■ WRITTEN TASK
Turn each line of the listing below into a numbered list. Skip any blank lines.

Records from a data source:
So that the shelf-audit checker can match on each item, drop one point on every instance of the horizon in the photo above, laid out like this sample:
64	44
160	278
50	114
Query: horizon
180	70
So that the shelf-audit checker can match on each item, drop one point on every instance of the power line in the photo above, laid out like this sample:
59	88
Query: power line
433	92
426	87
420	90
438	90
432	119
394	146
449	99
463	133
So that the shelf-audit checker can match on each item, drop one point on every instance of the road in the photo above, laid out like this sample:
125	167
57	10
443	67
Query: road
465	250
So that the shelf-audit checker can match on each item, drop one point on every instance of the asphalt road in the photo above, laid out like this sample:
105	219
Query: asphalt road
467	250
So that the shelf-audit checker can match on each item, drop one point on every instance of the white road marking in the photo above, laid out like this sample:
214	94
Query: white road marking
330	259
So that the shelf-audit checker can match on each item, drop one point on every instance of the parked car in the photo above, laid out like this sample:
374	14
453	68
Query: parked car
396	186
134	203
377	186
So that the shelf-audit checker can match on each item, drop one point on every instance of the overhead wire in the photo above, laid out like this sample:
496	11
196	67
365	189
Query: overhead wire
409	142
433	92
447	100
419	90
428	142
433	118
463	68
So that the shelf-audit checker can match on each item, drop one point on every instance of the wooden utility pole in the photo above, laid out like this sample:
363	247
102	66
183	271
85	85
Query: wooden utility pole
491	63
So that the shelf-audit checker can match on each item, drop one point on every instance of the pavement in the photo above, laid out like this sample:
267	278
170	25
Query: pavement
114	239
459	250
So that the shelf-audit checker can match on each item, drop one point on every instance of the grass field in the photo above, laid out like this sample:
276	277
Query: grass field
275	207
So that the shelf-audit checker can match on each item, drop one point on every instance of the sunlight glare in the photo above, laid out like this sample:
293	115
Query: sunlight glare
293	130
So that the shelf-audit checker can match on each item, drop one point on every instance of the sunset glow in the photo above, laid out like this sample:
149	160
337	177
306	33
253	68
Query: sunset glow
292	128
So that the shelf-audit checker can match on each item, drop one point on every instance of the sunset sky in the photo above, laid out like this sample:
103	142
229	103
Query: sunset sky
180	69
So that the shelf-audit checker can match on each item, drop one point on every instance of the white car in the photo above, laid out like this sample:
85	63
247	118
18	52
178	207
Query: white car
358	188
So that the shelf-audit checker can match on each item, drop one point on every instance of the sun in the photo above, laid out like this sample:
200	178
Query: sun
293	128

■ RESULT OF THIS EXERCISE
1. So that the shelf-audit checker can match on each item, drop one point on every instance of the horizon in the photo above, laid out like this sample:
2. 64	44
3. 160	278
4. 50	114
5. Query: horizon
6. 180	70
7. So that the shelf-audit checker can match on each item, drop one point on every instance of the power line in the photo above, laid out like this sample:
8. 59	88
9. Query: power line
10. 433	92
11. 426	87
12. 420	90
13. 438	90
14. 432	119
15. 394	146
16. 449	99
17. 463	133
18. So that the shelf-audit checker can match on each item, drop one point on every instance of the road in the photo above, laid out like this sample:
19. 125	167
20. 57	10
21. 443	67
22. Query: road
23. 465	250
24. So that the shelf-audit checker can match on each item, drop one point on every instance of the asphalt road in the photo above, laid out like this sample:
25. 105	219
26. Query: asphalt road
27. 467	250
28. So that the shelf-audit checker can match on each item, drop one point on every instance of the white road marking in the photo above, laid out like this sample:
29. 214	94
30. Query: white road marking
31. 330	259
32. So that the shelf-audit checker can match on each item, drop one point on every instance of the parked car in the photo above, laid out like this sample:
33. 374	14
34. 453	68
35. Query: parked car
36. 396	186
37. 134	203
38. 377	186
39. So that the shelf-audit checker can match on each item, drop one point on every instance of the overhead wire in the photo above, laid out like this sample:
40. 496	11
41. 196	67
42. 365	189
43. Query: overhead wire
44. 409	142
45. 433	92
46. 447	100
47. 419	90
48. 428	142
49. 433	118
50. 463	68
51. So that the shelf-audit checker can match on each item, drop one point on every instance of the wooden utility pole in the photo above, laid out like this sample:
52. 363	247
53. 102	66
54. 183	271
55. 85	85
56. Query: wooden utility pole
57. 491	63
58. So that the shelf-audit checker can match on each item, drop one point on every instance of the pavement in the photo above, laid out like this sample:
59. 267	278
60. 170	25
61. Query: pavement
62. 114	239
63. 459	250
64. So that the shelf-audit checker can match on each item, drop one point on every instance of the grass field in the photo above, laid out like this sample:
65. 276	277
66. Query: grass field
67. 275	207
68. So that the shelf-audit checker can match on each item, drop one point on every instance of the sunlight glare in the photo above, laid out like this sample:
69. 293	115
70. Query: sunlight glare
71. 293	130
72. So that the shelf-audit checker can match on each item, drop one point on every instance of the sunset glow in the photo above, laid out like this sample:
73. 149	160
74. 337	177
75. 306	33
76. 253	68
77. Query: sunset glow
78. 292	128
79. So that the shelf-audit checker can match on each item, drop one point on every instance of the sunset sky in the photo above, laid out like this sample:
80. 103	142
81. 229	103
82. Query: sunset sky
83. 180	69
84. So that the shelf-audit checker can match on each item, drop one point on every instance of the white car in the photo above, laid out like this sample:
85. 85	63
86. 247	118
87. 18	52
88. 178	207
89. Query: white car
90. 358	188
91. So that the shelf-audit checker can match on each item, drop one point on every instance of the sun in the photo above, laid out like this sample:
92. 200	178
93. Query: sun
94. 293	128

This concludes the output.